| WHAT YOU NEED TO DO |
Pull out each line of the material below that contains the string "tractor", matching case exactly.

| MATERIAL PROVIDED |
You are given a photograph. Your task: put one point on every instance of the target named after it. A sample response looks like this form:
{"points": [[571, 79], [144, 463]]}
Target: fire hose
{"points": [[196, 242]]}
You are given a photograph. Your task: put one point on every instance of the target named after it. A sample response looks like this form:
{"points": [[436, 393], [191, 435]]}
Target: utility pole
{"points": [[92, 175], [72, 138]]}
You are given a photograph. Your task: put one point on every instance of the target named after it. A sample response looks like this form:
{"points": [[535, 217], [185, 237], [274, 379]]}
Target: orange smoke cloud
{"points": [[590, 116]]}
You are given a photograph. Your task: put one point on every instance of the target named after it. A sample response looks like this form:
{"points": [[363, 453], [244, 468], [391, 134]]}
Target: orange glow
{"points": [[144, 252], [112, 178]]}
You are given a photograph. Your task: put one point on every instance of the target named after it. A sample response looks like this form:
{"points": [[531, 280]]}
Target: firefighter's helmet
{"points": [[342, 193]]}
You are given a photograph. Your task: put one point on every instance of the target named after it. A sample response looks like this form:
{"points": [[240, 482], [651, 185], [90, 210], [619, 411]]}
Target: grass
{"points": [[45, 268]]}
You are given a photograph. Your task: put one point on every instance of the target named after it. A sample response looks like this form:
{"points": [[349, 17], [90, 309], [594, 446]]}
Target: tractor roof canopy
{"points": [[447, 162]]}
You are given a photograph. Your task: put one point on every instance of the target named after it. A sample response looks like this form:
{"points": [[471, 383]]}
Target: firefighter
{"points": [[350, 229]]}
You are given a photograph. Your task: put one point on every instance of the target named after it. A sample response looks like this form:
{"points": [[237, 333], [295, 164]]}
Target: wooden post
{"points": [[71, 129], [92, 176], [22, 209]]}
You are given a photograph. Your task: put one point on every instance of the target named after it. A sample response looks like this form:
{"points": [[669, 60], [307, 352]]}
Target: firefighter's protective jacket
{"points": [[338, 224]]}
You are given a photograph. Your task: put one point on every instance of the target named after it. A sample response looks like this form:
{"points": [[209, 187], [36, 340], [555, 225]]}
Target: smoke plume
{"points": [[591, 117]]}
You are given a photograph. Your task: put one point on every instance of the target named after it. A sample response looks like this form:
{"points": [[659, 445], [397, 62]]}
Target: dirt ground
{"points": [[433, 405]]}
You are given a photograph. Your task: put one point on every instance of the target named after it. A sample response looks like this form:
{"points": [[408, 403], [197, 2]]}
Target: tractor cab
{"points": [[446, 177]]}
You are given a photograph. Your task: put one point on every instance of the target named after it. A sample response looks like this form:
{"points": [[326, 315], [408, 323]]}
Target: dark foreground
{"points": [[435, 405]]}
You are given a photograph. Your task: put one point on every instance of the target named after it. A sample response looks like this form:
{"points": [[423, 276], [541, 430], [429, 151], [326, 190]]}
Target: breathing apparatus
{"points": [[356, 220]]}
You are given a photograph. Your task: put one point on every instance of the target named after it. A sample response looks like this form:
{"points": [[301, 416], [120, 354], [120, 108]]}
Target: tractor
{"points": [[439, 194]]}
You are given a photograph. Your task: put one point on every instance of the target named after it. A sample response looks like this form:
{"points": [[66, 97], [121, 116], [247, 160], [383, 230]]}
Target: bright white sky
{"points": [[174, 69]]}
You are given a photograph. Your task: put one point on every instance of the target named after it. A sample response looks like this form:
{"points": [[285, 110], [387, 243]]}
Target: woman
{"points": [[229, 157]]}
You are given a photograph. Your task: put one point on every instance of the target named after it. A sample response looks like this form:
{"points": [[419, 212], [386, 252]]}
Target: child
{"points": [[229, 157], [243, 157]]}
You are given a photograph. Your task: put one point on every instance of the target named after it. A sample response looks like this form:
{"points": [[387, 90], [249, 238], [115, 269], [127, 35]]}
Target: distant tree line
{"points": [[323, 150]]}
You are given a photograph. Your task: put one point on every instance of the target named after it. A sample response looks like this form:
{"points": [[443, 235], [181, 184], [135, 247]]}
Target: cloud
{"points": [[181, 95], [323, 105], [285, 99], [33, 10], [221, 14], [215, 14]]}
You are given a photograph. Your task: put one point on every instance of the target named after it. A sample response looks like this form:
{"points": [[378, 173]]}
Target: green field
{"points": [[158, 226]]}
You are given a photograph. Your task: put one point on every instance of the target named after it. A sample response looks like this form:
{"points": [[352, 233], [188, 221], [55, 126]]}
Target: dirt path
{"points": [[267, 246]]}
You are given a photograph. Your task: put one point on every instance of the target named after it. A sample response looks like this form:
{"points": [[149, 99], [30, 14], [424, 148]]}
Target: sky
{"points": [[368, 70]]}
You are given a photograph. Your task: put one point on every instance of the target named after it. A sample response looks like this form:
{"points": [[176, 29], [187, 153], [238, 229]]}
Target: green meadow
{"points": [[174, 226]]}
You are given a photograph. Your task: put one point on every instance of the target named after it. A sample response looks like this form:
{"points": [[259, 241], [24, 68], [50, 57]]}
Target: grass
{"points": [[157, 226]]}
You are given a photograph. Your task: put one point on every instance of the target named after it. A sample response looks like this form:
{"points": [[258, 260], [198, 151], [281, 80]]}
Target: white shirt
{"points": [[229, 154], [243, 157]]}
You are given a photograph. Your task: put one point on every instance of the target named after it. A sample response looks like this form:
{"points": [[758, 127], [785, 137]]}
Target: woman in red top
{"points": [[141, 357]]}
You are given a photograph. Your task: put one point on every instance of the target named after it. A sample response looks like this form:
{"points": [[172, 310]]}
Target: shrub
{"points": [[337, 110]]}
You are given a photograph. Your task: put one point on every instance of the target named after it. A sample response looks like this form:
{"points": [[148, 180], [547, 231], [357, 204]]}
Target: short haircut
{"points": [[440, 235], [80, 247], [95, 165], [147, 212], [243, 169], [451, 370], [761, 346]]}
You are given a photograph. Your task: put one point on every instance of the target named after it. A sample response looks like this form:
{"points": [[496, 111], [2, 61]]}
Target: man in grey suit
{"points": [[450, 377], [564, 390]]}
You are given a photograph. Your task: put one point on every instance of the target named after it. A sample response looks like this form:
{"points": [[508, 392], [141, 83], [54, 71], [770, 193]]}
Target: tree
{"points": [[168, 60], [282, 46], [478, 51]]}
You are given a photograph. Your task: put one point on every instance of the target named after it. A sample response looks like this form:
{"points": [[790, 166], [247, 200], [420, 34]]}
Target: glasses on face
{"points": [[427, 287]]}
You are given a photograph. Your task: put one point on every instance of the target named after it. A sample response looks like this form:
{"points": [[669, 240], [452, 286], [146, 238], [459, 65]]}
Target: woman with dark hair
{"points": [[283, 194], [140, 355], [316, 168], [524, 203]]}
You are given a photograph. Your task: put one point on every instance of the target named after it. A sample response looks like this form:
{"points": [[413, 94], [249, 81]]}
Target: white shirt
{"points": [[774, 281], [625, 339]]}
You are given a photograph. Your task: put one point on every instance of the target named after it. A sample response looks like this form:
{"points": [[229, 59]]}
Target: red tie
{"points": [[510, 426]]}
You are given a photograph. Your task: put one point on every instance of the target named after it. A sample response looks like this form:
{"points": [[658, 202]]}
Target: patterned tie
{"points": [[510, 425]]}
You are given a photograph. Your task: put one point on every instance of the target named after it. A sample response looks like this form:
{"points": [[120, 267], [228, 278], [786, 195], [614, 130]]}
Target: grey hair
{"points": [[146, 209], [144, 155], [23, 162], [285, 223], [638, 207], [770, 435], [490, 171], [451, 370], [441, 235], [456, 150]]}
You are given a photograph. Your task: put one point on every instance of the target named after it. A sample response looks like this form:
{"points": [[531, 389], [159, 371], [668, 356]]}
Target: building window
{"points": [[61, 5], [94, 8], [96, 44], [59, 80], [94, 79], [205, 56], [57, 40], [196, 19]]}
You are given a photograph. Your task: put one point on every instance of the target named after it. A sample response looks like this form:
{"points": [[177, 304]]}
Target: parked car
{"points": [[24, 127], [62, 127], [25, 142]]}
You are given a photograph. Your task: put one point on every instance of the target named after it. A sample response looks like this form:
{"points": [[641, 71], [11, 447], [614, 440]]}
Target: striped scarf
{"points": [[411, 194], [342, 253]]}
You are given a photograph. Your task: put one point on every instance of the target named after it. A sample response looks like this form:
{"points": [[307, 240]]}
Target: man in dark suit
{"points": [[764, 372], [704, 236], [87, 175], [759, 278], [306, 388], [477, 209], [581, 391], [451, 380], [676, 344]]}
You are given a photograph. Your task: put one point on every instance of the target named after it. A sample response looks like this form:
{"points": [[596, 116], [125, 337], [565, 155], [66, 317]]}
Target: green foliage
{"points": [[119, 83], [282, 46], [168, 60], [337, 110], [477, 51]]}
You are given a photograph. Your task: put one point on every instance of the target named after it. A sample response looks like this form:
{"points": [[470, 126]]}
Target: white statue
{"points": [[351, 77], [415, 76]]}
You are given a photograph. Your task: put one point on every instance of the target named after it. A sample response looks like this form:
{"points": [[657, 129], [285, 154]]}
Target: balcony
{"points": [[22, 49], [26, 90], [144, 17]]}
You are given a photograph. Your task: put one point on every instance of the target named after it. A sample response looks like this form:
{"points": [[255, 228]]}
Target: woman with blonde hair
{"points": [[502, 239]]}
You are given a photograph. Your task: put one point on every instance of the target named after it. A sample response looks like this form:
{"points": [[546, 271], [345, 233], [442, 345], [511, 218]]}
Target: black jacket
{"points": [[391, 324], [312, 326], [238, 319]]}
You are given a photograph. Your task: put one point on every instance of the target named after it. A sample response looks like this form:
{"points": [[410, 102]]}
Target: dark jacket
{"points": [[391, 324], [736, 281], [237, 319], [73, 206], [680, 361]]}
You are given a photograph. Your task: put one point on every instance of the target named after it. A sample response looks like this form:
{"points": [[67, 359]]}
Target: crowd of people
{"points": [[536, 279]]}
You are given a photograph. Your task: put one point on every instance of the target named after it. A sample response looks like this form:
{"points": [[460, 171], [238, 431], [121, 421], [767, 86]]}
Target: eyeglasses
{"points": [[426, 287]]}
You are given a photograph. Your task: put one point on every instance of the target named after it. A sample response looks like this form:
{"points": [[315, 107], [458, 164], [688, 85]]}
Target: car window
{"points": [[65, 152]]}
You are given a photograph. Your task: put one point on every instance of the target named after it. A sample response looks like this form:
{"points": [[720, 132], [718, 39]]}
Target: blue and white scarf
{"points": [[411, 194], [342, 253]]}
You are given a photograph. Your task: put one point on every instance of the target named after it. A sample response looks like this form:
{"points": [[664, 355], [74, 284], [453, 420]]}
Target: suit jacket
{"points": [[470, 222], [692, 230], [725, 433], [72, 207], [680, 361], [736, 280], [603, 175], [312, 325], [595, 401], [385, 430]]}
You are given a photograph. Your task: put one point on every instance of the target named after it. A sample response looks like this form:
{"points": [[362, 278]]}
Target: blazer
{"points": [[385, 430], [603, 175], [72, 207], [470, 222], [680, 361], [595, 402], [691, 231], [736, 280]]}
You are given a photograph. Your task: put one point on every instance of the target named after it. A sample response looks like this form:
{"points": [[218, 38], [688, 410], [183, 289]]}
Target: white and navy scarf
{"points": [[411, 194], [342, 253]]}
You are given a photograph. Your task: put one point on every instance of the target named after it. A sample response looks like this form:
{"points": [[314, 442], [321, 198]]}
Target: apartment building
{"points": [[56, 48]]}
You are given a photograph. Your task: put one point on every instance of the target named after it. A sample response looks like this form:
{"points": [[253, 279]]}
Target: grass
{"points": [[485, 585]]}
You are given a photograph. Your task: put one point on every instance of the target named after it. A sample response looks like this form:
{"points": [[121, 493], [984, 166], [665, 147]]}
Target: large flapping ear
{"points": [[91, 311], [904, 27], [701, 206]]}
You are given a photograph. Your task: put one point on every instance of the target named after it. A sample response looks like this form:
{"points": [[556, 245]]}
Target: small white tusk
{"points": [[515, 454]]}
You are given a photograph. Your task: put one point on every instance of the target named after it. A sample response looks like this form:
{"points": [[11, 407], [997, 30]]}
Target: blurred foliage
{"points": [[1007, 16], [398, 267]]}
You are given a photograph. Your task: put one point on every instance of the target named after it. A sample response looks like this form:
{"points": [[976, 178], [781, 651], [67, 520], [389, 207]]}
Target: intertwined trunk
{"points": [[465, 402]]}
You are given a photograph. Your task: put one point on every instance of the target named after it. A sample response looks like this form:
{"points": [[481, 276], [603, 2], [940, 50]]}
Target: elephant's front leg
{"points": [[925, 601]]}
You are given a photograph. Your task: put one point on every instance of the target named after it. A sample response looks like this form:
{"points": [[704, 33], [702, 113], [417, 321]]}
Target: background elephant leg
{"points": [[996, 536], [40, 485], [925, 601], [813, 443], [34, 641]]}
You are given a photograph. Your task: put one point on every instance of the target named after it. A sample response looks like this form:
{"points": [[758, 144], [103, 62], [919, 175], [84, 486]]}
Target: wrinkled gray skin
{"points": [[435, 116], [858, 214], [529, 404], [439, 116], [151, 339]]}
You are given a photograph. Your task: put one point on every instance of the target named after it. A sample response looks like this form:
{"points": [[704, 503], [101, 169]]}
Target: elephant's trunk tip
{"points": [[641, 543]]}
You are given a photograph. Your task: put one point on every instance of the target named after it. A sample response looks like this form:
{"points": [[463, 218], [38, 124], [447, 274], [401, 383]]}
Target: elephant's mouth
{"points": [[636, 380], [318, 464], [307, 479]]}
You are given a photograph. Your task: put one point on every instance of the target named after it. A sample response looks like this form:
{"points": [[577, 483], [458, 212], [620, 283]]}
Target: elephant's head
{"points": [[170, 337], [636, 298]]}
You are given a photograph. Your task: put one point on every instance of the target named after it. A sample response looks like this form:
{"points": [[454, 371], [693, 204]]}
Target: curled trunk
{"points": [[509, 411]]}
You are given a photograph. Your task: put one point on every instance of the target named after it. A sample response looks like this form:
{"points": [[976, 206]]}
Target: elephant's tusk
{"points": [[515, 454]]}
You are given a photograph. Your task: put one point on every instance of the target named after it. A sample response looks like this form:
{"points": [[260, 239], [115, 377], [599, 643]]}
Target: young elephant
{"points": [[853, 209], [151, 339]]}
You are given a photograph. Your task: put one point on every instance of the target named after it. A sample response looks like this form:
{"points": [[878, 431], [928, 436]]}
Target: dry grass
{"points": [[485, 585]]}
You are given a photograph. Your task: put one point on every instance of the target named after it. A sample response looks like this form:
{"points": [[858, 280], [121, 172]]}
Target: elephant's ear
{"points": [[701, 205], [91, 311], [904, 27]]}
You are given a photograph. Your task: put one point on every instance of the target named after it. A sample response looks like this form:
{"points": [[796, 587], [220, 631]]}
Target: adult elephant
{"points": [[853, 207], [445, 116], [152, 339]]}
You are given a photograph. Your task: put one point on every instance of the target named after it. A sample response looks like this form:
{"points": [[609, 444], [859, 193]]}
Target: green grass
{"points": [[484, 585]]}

| SOLUTION BELOW |
Target: tractor roof canopy
Target: tractor cab
Target: tractor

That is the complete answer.